Below are the records; count how many of their lines contain the word "jacket" and give that number only.

··· EXERCISE MATERIAL

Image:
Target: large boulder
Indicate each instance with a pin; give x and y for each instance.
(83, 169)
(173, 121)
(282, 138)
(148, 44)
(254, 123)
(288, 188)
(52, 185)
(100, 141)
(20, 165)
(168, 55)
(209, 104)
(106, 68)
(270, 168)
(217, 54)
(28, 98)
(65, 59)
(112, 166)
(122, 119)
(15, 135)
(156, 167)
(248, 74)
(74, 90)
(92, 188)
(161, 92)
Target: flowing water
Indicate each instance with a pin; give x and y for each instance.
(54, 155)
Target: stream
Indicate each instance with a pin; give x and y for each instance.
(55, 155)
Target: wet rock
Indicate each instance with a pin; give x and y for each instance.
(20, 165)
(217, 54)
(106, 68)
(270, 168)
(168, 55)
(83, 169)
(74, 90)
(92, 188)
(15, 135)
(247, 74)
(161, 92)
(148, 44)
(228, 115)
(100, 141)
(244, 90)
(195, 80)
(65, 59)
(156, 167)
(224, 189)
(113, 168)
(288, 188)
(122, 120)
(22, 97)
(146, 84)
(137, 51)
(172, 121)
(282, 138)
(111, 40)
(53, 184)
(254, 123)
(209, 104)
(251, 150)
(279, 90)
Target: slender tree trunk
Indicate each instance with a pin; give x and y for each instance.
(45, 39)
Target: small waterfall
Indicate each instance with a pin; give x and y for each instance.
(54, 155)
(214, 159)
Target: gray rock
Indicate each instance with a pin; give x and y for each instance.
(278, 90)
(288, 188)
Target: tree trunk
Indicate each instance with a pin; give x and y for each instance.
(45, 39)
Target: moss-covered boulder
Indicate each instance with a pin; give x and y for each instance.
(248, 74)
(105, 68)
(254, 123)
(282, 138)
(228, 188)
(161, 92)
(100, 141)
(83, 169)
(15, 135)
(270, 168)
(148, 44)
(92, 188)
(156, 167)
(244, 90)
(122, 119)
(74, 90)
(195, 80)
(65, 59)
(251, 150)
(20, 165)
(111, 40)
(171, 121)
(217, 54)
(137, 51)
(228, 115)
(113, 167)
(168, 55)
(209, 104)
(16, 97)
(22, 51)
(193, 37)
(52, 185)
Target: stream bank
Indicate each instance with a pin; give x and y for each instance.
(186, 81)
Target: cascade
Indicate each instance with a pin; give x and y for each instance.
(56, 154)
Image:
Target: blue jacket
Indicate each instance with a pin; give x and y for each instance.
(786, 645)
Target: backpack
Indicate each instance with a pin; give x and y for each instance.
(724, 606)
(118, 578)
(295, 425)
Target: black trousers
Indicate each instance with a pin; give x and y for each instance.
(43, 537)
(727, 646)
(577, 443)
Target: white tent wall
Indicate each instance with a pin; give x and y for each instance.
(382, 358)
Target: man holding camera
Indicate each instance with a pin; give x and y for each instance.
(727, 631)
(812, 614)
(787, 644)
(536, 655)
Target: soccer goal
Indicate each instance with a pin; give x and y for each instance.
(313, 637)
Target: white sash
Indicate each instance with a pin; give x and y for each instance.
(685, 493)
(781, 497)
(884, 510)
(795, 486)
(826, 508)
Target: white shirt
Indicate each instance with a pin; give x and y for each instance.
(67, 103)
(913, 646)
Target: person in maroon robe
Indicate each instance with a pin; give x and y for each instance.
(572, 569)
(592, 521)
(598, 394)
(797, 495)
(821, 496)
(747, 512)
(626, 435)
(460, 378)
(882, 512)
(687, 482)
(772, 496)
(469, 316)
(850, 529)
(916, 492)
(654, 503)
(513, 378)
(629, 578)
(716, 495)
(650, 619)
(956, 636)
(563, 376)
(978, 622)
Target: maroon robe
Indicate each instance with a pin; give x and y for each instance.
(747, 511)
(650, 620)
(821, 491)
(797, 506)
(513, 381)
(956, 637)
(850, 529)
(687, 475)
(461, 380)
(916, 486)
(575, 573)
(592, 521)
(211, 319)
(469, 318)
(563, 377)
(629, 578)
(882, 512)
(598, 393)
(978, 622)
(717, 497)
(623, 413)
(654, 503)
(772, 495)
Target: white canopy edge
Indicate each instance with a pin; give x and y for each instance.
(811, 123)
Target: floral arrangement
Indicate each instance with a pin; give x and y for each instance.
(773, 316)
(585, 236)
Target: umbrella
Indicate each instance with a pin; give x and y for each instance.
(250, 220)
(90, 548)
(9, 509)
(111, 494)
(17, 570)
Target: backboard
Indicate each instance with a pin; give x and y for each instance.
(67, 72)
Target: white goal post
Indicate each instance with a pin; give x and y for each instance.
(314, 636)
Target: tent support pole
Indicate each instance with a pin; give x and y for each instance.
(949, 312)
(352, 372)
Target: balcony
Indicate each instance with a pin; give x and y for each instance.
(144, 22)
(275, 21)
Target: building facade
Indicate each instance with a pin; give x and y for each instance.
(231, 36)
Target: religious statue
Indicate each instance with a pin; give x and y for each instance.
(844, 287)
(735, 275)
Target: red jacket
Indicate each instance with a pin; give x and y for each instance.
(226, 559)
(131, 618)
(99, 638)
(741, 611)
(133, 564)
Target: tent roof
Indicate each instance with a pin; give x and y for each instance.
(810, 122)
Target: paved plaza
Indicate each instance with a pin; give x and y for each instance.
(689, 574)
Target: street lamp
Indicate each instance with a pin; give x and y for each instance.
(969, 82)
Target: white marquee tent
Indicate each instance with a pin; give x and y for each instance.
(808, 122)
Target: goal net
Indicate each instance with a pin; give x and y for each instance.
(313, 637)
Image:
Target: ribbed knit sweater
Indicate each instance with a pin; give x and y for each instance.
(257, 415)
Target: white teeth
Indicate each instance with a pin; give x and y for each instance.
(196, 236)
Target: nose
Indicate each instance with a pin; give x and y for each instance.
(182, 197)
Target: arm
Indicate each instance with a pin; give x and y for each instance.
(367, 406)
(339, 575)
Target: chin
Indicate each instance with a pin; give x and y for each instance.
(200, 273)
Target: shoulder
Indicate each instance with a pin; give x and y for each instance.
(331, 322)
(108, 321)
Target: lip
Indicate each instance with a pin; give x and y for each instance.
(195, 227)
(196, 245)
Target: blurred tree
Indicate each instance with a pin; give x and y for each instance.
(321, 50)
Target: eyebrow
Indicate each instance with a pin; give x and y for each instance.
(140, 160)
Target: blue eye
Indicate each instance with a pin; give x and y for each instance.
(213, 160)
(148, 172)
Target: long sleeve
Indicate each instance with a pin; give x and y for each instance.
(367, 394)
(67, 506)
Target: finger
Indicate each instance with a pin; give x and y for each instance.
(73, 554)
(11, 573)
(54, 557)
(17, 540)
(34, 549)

······

• [SOLUTION TO THE PROBLEM]: 2